→ Set task:
Write out, character for character, the line containing "Where can the green tree" and all lines after it up to the end of the listing.

▬▬▬

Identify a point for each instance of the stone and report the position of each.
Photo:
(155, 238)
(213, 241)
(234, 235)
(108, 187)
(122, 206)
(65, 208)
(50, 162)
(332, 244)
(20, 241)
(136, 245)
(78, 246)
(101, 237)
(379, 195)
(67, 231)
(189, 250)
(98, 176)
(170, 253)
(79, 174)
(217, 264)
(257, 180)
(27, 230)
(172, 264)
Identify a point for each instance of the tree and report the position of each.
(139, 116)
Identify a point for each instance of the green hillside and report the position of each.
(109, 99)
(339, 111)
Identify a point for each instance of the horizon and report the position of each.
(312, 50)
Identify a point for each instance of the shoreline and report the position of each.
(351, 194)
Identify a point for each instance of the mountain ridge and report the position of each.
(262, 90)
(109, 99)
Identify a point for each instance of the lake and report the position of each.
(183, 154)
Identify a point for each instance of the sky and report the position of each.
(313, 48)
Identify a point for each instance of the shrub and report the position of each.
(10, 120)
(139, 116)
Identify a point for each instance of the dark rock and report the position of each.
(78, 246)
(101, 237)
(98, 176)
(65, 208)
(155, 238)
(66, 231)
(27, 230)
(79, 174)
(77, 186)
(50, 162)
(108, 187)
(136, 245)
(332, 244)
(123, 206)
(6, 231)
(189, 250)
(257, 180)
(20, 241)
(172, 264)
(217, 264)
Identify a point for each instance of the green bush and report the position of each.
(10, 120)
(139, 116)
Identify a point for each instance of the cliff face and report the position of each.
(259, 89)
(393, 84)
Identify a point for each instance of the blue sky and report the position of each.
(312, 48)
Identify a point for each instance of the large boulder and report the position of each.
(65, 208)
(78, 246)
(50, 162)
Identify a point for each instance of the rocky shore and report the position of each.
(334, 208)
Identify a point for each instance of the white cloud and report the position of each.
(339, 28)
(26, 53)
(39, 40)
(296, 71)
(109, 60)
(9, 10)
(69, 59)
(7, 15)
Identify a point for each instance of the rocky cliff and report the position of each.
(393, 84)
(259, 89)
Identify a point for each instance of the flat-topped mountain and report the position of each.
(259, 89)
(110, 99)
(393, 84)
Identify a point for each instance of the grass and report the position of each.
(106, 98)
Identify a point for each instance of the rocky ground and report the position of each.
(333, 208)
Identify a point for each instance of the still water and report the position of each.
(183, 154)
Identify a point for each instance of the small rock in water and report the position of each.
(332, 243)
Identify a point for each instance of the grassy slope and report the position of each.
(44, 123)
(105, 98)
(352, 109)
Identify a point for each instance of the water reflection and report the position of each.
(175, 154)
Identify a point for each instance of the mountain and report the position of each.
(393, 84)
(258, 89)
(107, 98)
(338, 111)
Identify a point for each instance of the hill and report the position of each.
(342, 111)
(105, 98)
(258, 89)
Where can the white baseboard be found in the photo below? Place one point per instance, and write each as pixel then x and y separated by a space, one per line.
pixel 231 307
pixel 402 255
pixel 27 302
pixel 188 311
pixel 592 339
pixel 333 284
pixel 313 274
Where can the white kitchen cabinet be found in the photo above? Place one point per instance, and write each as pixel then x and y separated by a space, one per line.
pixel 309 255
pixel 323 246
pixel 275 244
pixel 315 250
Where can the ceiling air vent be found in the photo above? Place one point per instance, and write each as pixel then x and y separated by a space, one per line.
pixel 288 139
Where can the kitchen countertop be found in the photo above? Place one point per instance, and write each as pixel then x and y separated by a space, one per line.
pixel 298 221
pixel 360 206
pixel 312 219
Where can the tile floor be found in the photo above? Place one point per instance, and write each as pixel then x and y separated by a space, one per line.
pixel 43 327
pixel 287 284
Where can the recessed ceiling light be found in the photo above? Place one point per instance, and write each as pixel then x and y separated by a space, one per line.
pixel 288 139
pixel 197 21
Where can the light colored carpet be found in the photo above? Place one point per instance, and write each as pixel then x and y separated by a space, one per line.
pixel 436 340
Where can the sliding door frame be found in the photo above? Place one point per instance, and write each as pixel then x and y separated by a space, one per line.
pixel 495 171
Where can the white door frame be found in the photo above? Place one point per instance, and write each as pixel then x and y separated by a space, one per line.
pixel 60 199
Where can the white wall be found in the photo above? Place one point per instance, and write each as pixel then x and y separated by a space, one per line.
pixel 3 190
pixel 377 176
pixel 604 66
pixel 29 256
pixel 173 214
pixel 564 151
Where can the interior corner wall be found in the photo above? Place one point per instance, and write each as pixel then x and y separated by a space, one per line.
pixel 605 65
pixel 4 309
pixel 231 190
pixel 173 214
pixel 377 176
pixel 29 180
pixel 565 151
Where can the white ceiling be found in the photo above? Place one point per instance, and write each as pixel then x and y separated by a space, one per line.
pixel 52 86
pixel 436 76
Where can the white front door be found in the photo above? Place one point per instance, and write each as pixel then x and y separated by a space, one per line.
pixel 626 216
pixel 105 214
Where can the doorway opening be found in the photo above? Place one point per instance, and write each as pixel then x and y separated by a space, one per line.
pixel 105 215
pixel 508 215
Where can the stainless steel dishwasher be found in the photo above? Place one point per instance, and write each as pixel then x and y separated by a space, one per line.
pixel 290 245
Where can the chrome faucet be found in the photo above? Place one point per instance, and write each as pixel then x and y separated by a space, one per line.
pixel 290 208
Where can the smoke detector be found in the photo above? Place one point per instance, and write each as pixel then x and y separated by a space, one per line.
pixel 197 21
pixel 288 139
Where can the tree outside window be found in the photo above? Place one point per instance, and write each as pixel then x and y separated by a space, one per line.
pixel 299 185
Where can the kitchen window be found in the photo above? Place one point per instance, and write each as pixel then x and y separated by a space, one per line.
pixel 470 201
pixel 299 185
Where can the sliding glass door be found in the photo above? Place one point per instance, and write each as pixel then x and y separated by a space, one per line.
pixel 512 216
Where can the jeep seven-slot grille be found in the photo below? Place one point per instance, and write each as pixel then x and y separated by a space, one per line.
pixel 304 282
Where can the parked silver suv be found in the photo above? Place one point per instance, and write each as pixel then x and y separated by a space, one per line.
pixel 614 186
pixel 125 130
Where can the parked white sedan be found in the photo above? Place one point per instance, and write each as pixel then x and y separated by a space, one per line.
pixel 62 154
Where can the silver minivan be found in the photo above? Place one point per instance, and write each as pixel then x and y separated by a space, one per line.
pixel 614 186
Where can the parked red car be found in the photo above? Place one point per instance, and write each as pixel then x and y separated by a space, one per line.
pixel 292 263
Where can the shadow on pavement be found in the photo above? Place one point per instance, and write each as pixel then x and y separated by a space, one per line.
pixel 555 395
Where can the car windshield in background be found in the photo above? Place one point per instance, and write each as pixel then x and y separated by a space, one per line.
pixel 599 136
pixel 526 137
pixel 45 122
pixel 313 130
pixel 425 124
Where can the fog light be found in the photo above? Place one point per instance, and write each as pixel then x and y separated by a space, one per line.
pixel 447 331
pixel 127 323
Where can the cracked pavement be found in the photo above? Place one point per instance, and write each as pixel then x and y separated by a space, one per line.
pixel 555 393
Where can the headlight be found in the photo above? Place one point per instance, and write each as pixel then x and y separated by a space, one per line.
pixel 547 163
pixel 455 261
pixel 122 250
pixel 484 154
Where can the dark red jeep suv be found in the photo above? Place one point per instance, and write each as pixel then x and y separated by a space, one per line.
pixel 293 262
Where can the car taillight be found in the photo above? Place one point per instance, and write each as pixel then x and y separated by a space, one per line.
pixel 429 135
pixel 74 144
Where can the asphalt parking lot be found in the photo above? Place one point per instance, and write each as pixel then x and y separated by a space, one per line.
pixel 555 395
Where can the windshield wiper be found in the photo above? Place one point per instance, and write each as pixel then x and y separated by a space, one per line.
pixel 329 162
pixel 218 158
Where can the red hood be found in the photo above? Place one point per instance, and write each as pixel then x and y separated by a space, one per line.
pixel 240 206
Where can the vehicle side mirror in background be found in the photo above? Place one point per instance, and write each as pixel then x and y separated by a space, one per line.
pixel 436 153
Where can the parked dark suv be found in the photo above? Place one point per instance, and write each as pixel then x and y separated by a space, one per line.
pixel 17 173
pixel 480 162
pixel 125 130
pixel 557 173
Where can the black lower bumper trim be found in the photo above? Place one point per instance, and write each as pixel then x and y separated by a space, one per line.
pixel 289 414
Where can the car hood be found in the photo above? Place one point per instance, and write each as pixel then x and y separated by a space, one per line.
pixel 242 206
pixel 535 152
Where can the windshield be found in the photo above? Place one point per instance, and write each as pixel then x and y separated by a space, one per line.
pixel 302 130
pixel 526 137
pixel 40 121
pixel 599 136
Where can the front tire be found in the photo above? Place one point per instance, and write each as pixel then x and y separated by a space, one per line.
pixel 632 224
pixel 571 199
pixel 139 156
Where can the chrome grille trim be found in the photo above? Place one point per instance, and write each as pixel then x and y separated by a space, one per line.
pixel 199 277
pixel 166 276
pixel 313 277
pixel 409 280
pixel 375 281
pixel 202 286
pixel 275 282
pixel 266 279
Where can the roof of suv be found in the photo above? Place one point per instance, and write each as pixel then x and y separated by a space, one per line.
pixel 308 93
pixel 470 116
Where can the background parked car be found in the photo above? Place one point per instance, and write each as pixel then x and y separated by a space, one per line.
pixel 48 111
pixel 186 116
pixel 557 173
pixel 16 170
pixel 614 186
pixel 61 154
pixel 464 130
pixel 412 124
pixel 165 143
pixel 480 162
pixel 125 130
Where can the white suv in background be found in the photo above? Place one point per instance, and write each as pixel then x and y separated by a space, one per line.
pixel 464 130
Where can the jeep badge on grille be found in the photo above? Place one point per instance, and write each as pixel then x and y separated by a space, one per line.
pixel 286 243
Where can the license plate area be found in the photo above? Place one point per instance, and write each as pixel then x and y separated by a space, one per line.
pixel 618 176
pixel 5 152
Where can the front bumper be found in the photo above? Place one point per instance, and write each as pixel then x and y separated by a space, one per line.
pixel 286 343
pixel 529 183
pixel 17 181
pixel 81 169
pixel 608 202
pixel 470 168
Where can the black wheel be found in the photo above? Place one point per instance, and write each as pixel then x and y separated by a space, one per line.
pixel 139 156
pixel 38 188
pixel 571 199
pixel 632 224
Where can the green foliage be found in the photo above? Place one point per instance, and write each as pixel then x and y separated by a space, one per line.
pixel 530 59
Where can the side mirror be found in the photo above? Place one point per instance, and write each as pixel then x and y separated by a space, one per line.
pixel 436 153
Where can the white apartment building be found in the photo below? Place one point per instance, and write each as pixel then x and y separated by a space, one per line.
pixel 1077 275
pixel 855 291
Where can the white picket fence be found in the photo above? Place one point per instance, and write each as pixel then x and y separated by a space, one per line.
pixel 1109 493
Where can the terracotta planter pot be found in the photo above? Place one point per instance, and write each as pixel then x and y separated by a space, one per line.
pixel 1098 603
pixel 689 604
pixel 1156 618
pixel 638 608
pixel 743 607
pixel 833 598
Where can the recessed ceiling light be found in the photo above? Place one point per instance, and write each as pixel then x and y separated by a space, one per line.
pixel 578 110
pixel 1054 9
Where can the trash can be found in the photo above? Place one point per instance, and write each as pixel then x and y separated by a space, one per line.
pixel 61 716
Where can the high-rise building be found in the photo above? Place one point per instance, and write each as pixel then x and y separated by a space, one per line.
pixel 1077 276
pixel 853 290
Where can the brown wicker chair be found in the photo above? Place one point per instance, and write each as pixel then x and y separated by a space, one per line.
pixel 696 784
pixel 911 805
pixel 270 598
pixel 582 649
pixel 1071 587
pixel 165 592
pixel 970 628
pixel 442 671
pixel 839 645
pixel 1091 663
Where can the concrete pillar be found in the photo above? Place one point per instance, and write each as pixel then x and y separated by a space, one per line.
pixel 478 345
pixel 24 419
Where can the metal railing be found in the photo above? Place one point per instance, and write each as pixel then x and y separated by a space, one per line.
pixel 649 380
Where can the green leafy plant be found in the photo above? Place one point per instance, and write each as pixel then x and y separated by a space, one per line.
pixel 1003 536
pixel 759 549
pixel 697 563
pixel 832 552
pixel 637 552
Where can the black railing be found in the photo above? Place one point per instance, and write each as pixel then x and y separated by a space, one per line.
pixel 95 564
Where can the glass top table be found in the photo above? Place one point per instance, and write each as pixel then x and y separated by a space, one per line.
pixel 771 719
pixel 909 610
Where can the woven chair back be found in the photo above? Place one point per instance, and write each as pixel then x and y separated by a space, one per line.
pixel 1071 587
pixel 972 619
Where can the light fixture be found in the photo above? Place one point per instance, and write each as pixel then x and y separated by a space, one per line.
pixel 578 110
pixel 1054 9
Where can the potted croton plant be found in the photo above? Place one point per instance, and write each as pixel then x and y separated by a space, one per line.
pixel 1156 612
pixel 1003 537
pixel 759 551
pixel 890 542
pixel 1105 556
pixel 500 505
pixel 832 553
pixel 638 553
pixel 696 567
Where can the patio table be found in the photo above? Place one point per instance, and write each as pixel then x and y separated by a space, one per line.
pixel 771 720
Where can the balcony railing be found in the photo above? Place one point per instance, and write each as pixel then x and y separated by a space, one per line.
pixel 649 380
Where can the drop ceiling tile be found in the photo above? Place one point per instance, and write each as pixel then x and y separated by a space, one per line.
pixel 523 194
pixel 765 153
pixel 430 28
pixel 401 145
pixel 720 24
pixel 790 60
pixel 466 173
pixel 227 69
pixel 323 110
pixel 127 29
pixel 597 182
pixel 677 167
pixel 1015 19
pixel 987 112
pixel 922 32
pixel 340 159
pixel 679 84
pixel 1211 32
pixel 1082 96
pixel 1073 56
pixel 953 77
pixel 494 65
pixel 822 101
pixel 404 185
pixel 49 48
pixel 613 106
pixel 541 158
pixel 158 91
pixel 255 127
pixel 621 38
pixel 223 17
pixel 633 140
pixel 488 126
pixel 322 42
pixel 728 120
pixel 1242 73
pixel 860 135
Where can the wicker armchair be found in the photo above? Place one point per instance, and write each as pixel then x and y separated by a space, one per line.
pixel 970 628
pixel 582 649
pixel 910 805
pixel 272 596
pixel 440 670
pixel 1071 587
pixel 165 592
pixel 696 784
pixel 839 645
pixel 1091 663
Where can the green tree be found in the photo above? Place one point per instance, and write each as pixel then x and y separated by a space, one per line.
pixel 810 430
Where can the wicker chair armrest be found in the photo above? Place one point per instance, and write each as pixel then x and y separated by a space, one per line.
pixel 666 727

▬▬▬

→ Final result:
Where can the green tree be found in the photo above? Place one point per instance, and write each as pixel then x and y separated by a space, one per line.
pixel 810 430
Where can the wicker chair armrest be found in the photo above? Place one point per instance, and write each as pixel then x and y separated by a space, one per line.
pixel 666 727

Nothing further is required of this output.